Set task 1 »
Echo the rows below word for word, from the line containing "Task: annotate every instance of the palm frond" up to and including the last line of the rows.

Document segment »
• OpenSSL "Heartbleed" Bug: Security hole can reveal client memory, breaking a huge chunk of encryptio
    76 replies, posted
I wonder if this is the flaw the Comodo Hacker mentioned and was using a few years ago.
[QUOTE=PsiSoldier;44504165]is there a list of the 'big' sites that were (or still are) vulnerable to this somewhere? like outlook, google, youtube, facebook, paypal, etc? i checked the OP and skimmed the whole thread and couldn't find anything like that.[/QUOTE] Google researchers were the ones who discovered the flaw.
[QUOTE=Jsm;44503795]So you are telling me that in the US you can run exploits which retrieve data from a server nice and legally? I don't think so.[/QUOTE] You as a user of the tool will never have to face criminal charges because of it. I assume the author will also be OK as long as he is discarding the data he receives from the exploit and not storing it anywhere. Depending on your views though, it might be really rude.

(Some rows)

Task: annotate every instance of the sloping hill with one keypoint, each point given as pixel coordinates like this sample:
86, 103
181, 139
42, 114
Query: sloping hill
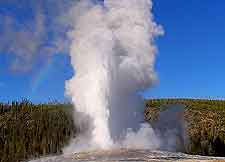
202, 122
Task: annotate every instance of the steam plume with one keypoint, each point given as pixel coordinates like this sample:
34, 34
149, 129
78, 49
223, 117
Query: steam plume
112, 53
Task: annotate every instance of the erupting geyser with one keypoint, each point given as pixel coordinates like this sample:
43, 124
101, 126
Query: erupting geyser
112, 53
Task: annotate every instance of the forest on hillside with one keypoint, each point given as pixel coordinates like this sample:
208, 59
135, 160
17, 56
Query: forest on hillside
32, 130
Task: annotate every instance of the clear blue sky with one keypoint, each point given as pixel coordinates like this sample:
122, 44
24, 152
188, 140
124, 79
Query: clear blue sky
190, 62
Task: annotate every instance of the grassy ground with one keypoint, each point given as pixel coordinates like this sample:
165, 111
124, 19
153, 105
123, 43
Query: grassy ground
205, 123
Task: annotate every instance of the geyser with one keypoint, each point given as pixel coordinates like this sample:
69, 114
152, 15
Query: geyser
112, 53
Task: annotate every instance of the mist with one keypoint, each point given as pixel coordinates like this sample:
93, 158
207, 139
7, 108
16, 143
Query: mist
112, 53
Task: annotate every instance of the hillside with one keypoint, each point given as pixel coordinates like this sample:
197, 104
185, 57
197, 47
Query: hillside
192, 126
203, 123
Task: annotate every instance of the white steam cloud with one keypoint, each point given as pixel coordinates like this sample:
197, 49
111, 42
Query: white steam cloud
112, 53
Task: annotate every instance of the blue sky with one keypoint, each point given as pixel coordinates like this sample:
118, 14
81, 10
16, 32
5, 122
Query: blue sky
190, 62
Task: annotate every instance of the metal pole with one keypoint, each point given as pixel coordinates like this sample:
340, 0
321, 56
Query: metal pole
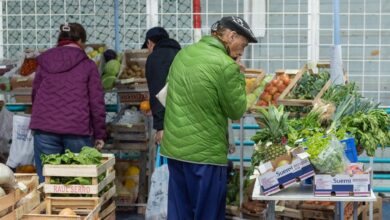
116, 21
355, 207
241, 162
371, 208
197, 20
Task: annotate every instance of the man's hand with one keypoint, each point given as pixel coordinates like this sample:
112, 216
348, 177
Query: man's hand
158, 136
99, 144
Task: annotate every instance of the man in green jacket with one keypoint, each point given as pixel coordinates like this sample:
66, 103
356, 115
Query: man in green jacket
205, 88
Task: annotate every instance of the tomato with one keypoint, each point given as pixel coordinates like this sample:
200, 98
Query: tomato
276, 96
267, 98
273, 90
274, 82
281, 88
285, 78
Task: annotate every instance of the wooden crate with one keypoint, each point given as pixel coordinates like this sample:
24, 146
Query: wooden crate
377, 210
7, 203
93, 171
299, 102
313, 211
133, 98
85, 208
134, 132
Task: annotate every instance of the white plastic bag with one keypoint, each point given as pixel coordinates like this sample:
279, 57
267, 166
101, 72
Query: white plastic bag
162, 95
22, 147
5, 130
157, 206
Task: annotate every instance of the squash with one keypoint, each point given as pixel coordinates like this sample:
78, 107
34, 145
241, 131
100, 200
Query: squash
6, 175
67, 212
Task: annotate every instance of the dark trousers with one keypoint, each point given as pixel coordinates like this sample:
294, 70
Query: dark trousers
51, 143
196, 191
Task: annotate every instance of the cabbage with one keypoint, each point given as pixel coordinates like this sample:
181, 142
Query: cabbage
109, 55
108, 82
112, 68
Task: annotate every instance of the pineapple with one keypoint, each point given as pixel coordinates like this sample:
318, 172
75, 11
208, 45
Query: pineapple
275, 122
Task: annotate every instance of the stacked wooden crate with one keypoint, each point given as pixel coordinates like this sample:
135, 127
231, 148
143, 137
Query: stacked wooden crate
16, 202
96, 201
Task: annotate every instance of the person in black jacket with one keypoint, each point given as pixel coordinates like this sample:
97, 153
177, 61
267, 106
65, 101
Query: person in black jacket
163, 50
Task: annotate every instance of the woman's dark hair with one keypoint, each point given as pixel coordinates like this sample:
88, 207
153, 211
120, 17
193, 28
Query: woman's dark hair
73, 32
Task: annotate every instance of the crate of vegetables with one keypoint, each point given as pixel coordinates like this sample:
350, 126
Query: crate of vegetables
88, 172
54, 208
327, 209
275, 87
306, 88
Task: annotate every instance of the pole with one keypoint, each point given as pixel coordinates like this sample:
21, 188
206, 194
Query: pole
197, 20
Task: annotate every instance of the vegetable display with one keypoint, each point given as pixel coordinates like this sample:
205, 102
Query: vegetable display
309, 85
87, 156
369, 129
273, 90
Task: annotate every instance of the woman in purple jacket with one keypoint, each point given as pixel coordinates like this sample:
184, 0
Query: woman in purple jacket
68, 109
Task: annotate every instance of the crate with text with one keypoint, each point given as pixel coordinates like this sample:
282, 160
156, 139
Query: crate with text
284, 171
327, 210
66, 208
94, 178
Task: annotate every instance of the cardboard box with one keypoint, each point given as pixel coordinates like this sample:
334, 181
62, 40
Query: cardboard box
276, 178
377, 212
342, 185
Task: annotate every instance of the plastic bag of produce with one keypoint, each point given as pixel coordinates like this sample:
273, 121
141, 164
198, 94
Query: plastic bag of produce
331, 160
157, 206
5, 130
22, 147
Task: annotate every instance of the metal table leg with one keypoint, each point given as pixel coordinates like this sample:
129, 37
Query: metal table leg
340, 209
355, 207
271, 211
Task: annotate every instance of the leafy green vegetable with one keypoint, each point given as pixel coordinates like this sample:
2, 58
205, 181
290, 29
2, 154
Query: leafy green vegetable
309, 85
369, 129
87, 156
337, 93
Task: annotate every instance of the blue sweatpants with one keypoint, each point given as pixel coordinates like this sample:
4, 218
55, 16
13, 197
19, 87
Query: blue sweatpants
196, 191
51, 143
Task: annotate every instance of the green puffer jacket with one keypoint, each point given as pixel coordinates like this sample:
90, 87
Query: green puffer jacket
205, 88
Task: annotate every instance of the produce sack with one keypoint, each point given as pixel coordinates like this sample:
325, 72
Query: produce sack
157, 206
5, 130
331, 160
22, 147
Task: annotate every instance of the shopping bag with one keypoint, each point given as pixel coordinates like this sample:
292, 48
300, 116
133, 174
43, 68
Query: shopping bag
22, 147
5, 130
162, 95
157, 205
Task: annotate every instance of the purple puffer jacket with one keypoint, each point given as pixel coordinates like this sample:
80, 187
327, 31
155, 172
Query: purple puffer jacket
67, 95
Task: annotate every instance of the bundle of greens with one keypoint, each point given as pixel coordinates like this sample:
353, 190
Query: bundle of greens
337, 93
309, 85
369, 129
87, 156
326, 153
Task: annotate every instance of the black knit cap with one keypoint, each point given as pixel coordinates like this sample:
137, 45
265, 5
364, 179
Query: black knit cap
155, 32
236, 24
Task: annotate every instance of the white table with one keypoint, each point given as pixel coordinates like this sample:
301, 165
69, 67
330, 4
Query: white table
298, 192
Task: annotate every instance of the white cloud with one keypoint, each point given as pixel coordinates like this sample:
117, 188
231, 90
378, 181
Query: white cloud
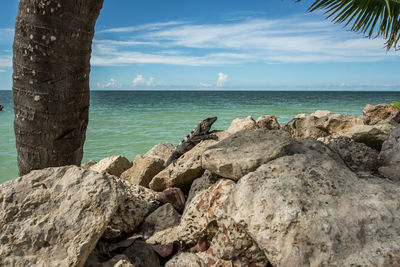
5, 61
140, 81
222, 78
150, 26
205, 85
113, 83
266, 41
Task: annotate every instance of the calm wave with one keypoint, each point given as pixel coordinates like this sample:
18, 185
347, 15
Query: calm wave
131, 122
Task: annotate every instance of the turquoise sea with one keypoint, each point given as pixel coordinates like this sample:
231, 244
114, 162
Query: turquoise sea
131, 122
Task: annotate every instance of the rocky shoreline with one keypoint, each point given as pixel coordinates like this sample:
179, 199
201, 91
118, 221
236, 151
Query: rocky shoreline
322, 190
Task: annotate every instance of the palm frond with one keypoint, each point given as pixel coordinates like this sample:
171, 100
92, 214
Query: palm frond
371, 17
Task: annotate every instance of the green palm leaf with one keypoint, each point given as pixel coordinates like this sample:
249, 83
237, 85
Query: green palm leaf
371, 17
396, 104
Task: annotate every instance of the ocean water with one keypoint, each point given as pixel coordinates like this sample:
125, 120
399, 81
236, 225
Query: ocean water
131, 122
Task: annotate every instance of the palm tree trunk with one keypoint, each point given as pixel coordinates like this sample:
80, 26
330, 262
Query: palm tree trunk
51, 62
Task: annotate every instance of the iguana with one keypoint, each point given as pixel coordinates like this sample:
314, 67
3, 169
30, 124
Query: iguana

Set task 2 »
Which websites does the quoted post from PsiSoldier in the Heartbleed thread name as examples of "big" sites?

Task output 1 »
Task: annotate every instance of the palm frond with one keypoint, each point given as pixel coordinates like this sample:
171, 100
92, 214
Query: palm frond
371, 17
Task: annotate every instance of the green palm leaf with one keypoint, each point given as pixel coordinates like this sample:
249, 83
237, 85
Query: green palm leaf
371, 17
396, 104
Task: annotate every instance of the ocean water with one keypoint, each point given as pixel coordinates like this sample:
125, 120
399, 81
236, 225
Query: ocean water
131, 122
Task: annotate every instance of the palm tree trunk with one keypoint, each point given as pixel coordinates like this sample:
80, 26
330, 262
Query: palm tree trunk
51, 62
Task: annotate every instance of the iguana with one keypoint, each point given as pixel coordinates like this sample:
314, 67
3, 169
30, 124
Query: iguana

Task output 2 »
outlook, google, youtube, facebook, paypal